Task description:
For this exercise, output the entries below exactly from the line that holds "Where can you see the bush" to the line that holds "Where can you see the unopened", both ends included. No pictures belong in the copy.

═════ Material to process

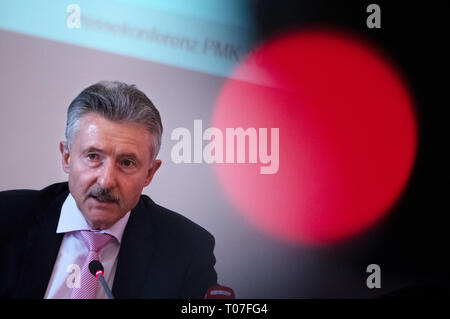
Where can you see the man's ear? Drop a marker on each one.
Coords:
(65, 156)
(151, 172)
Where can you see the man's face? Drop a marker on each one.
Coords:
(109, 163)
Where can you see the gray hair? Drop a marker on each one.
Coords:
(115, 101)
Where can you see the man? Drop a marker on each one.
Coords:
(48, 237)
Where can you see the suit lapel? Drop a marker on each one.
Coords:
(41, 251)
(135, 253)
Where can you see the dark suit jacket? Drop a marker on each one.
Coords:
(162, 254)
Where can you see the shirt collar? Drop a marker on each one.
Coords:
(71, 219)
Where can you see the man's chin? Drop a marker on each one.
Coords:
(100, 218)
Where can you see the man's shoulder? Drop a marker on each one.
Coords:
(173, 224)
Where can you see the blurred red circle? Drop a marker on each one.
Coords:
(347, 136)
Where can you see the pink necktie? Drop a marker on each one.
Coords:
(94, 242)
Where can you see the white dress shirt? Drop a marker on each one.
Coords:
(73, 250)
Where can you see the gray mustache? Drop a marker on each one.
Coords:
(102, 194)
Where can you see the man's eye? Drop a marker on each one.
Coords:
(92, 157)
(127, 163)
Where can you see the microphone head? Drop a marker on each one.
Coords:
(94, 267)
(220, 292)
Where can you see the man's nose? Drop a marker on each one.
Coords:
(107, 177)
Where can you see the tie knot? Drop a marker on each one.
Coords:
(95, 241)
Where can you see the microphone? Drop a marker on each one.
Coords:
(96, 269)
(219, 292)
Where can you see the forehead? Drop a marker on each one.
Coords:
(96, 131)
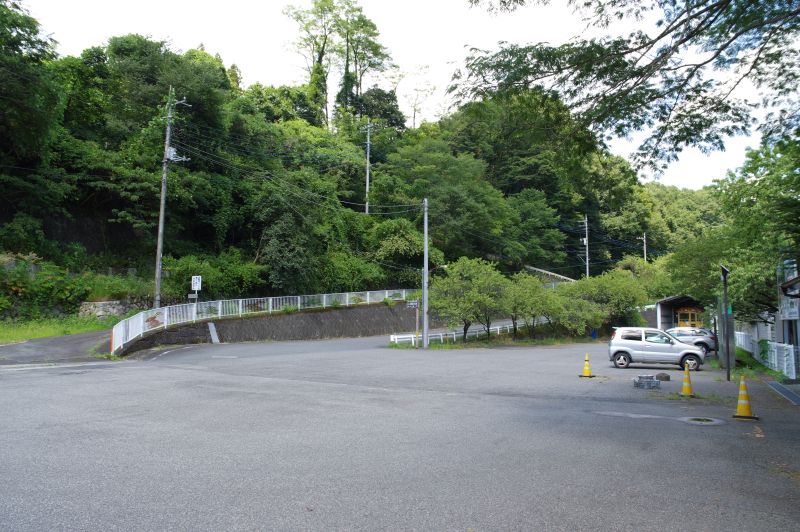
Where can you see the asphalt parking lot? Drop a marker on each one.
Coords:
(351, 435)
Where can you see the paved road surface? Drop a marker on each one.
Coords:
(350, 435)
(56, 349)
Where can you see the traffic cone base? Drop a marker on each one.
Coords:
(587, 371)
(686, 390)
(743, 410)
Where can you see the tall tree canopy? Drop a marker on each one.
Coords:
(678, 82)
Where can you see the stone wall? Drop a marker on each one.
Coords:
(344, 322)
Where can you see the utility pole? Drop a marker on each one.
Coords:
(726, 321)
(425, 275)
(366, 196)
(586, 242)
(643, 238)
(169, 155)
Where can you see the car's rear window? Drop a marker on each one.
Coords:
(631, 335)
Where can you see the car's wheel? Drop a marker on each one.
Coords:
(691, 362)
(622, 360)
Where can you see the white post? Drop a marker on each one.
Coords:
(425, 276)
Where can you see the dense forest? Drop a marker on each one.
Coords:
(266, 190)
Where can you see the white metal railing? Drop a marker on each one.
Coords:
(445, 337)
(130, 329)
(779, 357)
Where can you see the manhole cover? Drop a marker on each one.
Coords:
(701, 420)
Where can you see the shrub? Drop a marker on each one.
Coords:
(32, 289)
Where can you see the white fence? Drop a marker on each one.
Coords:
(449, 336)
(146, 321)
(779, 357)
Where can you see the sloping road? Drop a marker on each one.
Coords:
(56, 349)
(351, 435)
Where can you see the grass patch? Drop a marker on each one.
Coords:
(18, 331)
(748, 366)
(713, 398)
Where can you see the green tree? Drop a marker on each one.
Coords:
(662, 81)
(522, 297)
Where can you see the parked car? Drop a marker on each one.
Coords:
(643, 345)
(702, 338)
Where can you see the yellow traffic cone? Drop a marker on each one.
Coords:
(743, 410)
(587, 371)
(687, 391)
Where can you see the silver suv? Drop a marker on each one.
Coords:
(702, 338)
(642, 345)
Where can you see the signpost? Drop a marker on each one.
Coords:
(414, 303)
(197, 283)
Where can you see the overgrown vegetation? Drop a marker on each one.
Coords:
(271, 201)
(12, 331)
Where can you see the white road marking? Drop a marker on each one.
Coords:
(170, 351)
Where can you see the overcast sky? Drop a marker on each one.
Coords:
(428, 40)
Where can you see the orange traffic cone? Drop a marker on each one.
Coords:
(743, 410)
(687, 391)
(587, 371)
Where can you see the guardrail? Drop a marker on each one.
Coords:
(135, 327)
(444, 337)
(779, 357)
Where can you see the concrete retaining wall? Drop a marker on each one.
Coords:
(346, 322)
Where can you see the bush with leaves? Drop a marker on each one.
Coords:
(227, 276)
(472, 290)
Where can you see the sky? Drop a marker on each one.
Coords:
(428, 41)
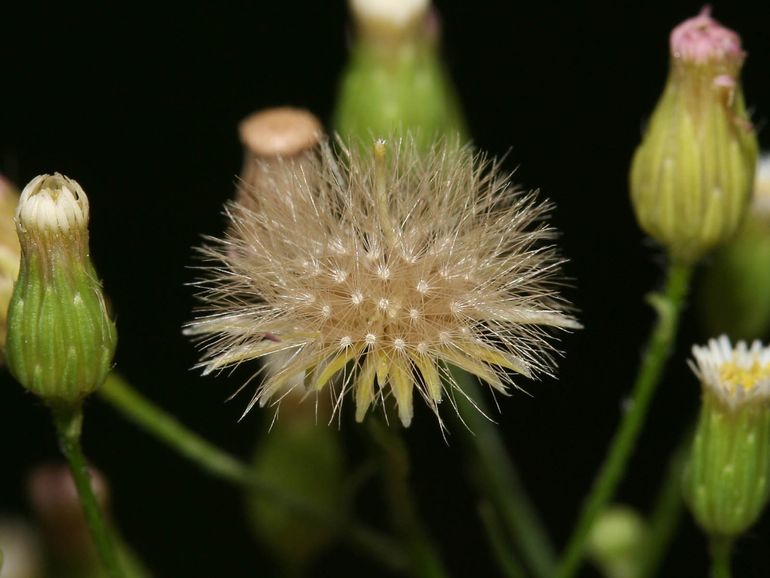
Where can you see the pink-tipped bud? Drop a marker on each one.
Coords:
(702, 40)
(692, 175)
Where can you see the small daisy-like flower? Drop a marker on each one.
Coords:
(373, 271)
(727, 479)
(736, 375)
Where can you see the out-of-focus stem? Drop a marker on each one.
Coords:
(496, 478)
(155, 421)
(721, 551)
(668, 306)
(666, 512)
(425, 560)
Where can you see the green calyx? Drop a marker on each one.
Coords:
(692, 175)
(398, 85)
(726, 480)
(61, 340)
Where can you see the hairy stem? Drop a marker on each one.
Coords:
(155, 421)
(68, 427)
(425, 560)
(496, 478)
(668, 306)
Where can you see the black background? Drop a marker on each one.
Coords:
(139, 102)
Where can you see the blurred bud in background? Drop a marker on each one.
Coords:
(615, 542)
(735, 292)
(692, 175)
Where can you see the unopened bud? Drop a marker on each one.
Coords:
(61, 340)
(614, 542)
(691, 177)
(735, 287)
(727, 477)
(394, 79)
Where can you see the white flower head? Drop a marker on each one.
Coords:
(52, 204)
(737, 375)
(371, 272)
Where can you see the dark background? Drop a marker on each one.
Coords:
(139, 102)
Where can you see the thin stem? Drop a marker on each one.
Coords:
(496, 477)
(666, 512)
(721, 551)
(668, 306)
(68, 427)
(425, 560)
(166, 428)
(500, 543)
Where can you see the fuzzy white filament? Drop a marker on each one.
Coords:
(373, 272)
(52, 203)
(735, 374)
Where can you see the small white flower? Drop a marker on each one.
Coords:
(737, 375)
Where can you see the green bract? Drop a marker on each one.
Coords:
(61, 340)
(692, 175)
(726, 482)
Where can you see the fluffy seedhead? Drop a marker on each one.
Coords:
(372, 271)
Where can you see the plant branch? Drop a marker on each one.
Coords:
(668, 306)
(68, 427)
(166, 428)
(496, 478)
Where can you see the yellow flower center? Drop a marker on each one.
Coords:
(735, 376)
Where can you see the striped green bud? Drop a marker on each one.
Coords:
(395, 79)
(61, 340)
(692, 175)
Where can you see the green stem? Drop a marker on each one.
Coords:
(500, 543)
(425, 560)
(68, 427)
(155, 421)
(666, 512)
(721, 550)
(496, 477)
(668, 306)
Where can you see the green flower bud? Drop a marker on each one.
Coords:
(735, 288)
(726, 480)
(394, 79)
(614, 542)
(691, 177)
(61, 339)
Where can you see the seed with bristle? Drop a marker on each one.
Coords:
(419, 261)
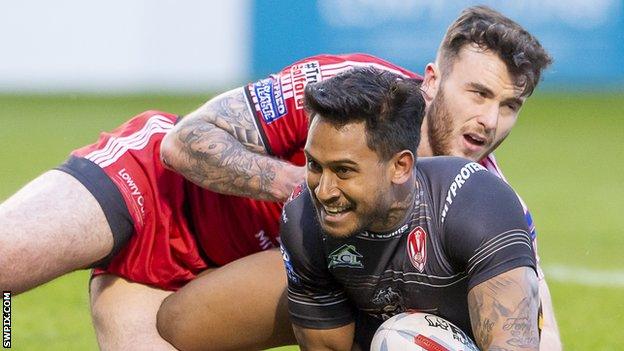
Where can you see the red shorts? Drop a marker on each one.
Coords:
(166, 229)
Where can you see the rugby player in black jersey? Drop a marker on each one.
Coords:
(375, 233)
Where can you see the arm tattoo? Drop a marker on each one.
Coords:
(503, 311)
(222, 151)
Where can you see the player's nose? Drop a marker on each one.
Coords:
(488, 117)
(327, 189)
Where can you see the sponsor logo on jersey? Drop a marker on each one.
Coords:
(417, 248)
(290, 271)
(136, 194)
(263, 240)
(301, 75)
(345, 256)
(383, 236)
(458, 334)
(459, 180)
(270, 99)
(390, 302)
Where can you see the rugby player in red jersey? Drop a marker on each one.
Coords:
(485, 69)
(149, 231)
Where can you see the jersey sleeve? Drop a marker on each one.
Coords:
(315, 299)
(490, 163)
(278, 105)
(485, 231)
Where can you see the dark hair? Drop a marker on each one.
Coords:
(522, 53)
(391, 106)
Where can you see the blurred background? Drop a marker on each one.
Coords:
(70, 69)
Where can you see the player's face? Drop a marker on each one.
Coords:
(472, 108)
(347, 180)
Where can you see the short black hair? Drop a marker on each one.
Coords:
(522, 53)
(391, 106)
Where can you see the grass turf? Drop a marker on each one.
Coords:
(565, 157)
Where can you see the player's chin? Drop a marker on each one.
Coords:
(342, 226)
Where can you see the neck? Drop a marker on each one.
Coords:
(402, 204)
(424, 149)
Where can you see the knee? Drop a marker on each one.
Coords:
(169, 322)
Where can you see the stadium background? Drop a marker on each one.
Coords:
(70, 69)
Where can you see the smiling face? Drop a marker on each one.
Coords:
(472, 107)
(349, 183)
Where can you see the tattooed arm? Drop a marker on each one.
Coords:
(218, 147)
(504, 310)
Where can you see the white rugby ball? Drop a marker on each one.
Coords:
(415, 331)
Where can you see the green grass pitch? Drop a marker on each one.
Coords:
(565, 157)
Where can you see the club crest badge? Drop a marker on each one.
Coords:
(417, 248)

══════════

Result below:
Where can you see the bush with leaves? Drop a marker on each one.
Coords:
(227, 276)
(472, 290)
Where can you see the sky? Drop a marker on each one.
Coords:
(428, 41)
Where can you see the pink-tipped bud? Drop a marker on each one.
Coords:
(702, 40)
(692, 175)
Where can you see the small daisy-like flower? Drop a marker on each one.
Coords:
(373, 271)
(727, 479)
(736, 375)
Where can you see the out-of-focus stem? Drop a marker on each one.
Coords:
(496, 478)
(155, 421)
(721, 551)
(668, 306)
(666, 512)
(425, 560)
Where can you see the green calyx? Drop a marker on each one.
Coords:
(692, 175)
(398, 85)
(726, 480)
(61, 340)
Where can you see the hairy stem? Drop a marker on each one.
Coords:
(155, 421)
(68, 427)
(425, 560)
(496, 478)
(668, 306)
Where can you see the black background? Drop a marker on each one.
Coords:
(139, 102)
Where can you see the blurred bud in background? Drop a marker on each one.
Coords:
(615, 542)
(735, 292)
(692, 175)
Where can you see the unopened bud? Drop a marker on each one.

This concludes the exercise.